● Using the information
1) List every type of cancer named in the passage on metabolic reprogramming in cancer.
2) Resume the passage on metabolic reprogramming in cancer, starting right after its final sentence.

● Passage to read
· · · · · · ·

METABOLIC REPROGRAMMING IN CANCER
Reprogramming of cellular metabolism has been recently recognized as a hallmark of cancer.
A significant amount of glycolytic carbon is redirected into the synthesis of serine in a subset of human tumors, including breast cancer and melanoma. Moreover, changes in the serine/glycine metabolism is crucial for the development of tumor-initiating cells in non-small cells lung cancer (NSCLC). The metabolic shift of glycolytic carbon into serine anabolism drives the de novo biosynthesis of purines and pyrimidines that is required by highly proliferating cells (Amelio et al 2014 Trends in Biochem Sci, 39:191-8). Central to the aforementioned series of interconnected metabolic pathways is the conversion of serine to glycine, catalysed by the enzyme serine hydroxymethyltransferase (SHMT). This reaction represents a major source of methyl groups for the one-carbon pools that are required for the de novo nucleotide biosynthesis, and for DNA methylation. Therefore, SHMT occupies a critical position at the convergence of two key pathways for chemotherapeutic intervention: serine/glycine metabolism and nucleotide biosynthesis.
Despite the recent renewed interest in targeting enzymes of serine, folate and nucleotide metabolism and the endurance of drug-resistance in chemotherapeutic intervention, the paucity of recent studies focusing on inhibition of SHMT corroborates the feeling that this enzyme has still to be regarded as a missing target in cancer chemotherapy.

· · · · · · ·

● Recorded data

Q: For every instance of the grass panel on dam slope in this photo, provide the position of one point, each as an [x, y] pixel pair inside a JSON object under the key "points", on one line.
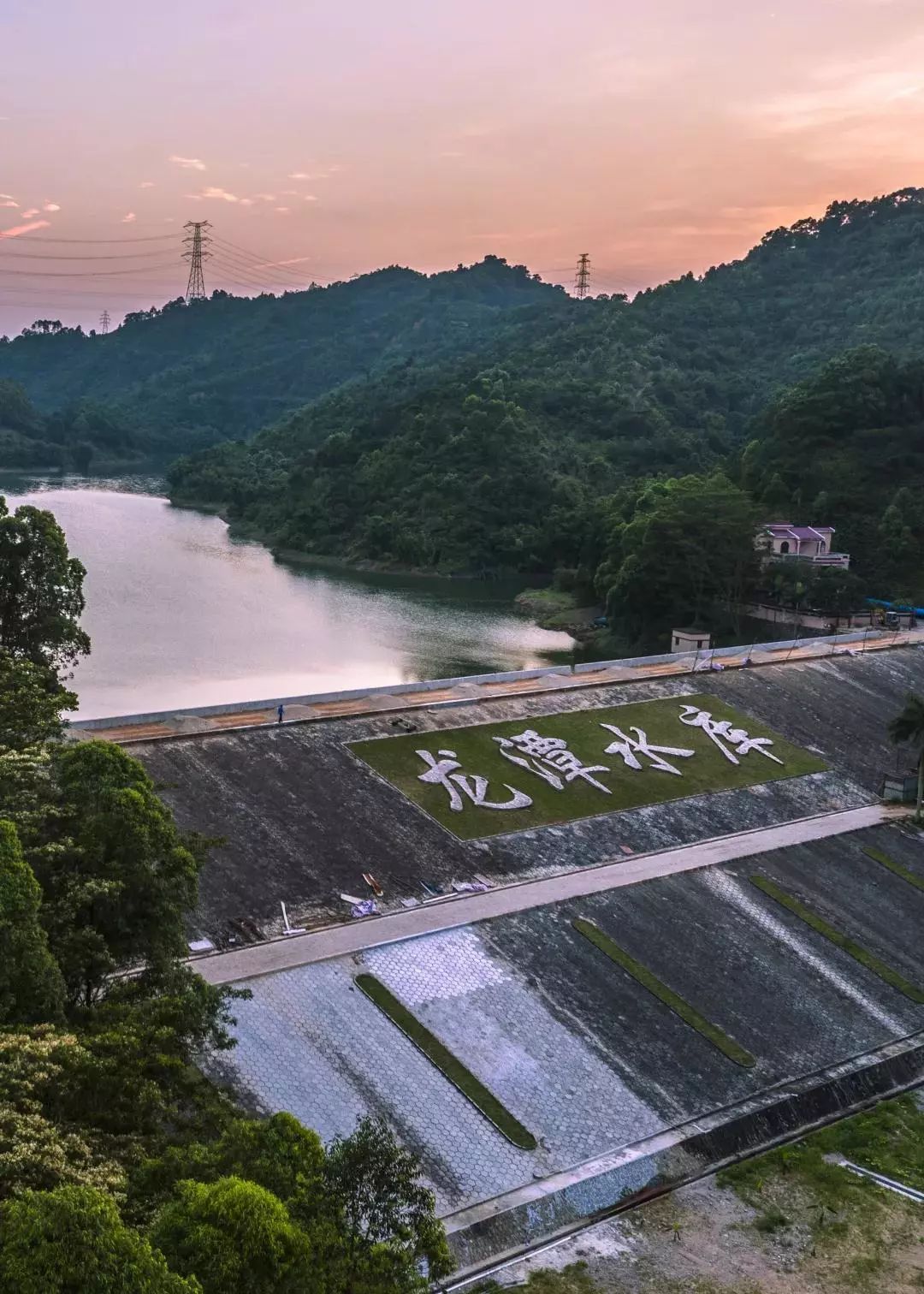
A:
{"points": [[491, 778]]}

· · · · · · ·

● Responses by task
1) Breast cancer, melanoma, non-small cell lung cancer (NSCLC)

2)
Our aim is to assess the role of serine metabolism and SHMT in metabolic reprogramming and energetic metabolism of cancer cells. We have shown that SHMT1 knockdown induces apoptosis in lung cancer cells by causing uracil misincorporation (Paone et al 2014, Cell Death Dis.,5:e1525). Our recent determination of the crystal structure of human mitochondrial SHMT2 and solution studies comparing the PLP-dependence of the aggregation state of both cytosolic and mitochondrial SHMTs have suggested important differences between the two isoforms (Giardina et al., FEBS J. 2015 Apr;282(7):1225-41.).
Moreover, we wish to evaluate the potential of SHMT inhibition to reverse the cancer cell anabolism of serine. Following preliminary evidences, we are currently working on antifolates (Daidone et al. 2011, Eur. J. Med. Chem, 46:1616-21, Paiardini et al. 2015 Mar;10(3):490-7.) and exploring novel compounds (Marani et al., Oncotarget. 2016 Jan 26;7(4):4570-83).
More recently, we are also investigating the link between infection, inflammation and metabolic reprogramming in prostate cancer, the most common malignancy in men and a major cause of cancer deaths (Cutruzzolà et al. 2017 Front. Physiol. 8:97.)